- QUOTED PASSAGE:
* begin *
Are you ready to be a part of a digital transformation in commercial real estate (CRE)? If your answer is yes, then great! It’s important to be aware of the latest CRE technologies so that you can decide what’s best for your business and discover tools to give you an edge over the competition. A pen and paper or a spreadsheet will only get you so far. Today’s technologies will help you stay on top of things as you grow and scale your CRE business.

If you’re not sure whether you want to get involved in new and ever-changing technologies, we get it — change is hard! We understand that you’ve been successfully running your commercial real estate business using the technology you already have. However, as new CRE technologies develop, there’s a whole new set of tools at your disposal. We strongly encourage you to give newer technologies a chance. Here’s why:

1. Cloud-based software makes information easily accessible

Do you ever struggle to access necessary information? Maybe one of your investors needs to know how their investments are performing, but you can’t find the documents you need in order to crunch the numbers for them. Or maybe you need to know the terms of a lease on the spot, but the lease is sitting in your desk drawer in your office on the other side of town. Whether it’s a misplaced file folder, a disappearing document or excessive reliance on a team member to remember certain information, we’ve all been there:

With today’s technology, it’s easier than ever to keep all your crucial information centralized in one place. You can organize and access your portfolio data, tenant information, budgets and lease terms all in one place. With cloud-based technologies, you can even access documents and information from any device.

Having your information easily accessible can save time, which is important when tenants and stakeholders are waiting on you. It also helps with collaboration, because everyone on your team can access information when they need it without having to rely on others.

To get started using cloud-based software, you simply have to find one that meets your needs and import your data. Set it up so that you can reach it from your various devices (e.g., your work computer for when you’re in the office and your phone for when you’re out and about).

2. You can keep communication organized

Have you ever been in this scenario? Someone from your team speaks with a tenant — let’s say the tenant is discussing whether or not they intend to renew their lease in the coming months. Your team member goes on vacation the next week, and you’re wondering whether the tenant is happy in their current lease or not, but you can’t easily find out without repeating the conversation with the tenant.

Now, there are easy-to-use programs that can help you manage tenant relationships in a variety of ways. Your team can quickly and easily record conversations with tenants in a centralized tenant management platform. When combined with friendly and caring management, these types of tools can help your business build better relationships and increase renewal rates and tenant retention.

There are many options for tenant management software, and a simple online search should give you a great place to start. If you have a lot of tenants, this can be a game-changer.

3. You can get automated alerts when something requires your attention

When you’re managing several commercial real estate properties, it’s easy to miss things. Whether it’s a missed rent escalation payment or an imbalance in your real estate portfolio, you need to stay on top of all the small and large issues that require your attention — no matter how many properties you manage.
* end *
- DATA EXCERPTS:
* begin *
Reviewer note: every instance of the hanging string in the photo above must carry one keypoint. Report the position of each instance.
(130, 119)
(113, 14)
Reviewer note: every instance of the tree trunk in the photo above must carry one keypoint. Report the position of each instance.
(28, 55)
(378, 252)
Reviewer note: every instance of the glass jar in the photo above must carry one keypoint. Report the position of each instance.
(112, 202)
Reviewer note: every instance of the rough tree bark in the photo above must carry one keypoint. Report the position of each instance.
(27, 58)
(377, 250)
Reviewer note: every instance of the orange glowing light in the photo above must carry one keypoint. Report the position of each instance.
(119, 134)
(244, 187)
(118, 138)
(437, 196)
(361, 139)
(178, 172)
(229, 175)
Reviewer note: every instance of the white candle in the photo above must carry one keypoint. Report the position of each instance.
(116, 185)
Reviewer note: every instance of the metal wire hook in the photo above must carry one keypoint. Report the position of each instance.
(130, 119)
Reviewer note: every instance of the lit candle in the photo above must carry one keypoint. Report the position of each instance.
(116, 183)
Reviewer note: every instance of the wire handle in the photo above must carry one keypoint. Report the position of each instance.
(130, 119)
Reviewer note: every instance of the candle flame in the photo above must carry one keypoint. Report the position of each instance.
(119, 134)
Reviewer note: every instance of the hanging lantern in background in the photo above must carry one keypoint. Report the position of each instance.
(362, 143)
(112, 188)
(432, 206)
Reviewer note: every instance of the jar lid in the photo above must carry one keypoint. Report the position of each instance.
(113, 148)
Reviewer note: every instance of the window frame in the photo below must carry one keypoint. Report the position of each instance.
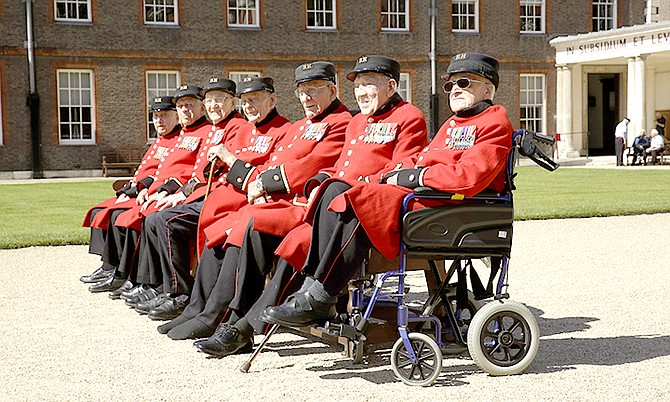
(405, 93)
(79, 141)
(167, 91)
(597, 18)
(256, 17)
(394, 13)
(476, 17)
(323, 13)
(88, 19)
(238, 76)
(175, 6)
(540, 120)
(2, 138)
(530, 4)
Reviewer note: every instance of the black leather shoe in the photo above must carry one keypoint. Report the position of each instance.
(97, 276)
(146, 295)
(300, 310)
(134, 291)
(165, 328)
(227, 340)
(145, 306)
(172, 307)
(116, 294)
(191, 329)
(107, 285)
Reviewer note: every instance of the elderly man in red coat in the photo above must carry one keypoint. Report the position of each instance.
(387, 130)
(252, 144)
(310, 144)
(166, 122)
(467, 155)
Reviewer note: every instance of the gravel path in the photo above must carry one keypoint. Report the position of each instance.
(600, 299)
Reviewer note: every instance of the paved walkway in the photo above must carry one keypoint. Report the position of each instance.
(600, 299)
* end *
- TASKS:
**A)** According to the CRE technology article, what can tenant management tools help increase when combined with friendly and caring management?
**B)** Write out the stretch of the CRE technology article from "3. You can get" through "properties you manage.", replacing "properties" with "buildings" each time it occurs.
Base your answers on the article alone.

- FULL ANSWERS:
**A)** Renewal rates and tenant retention.

**B)**
3. You can get automated alerts when something requires your attention

When you’re managing several commercial real estate buildings, it’s easy to miss things. Whether it’s a missed rent escalation payment or an imbalance in your real estate portfolio, you need to stay on top of all the small and large issues that require your attention — no matter how many buildings you manage.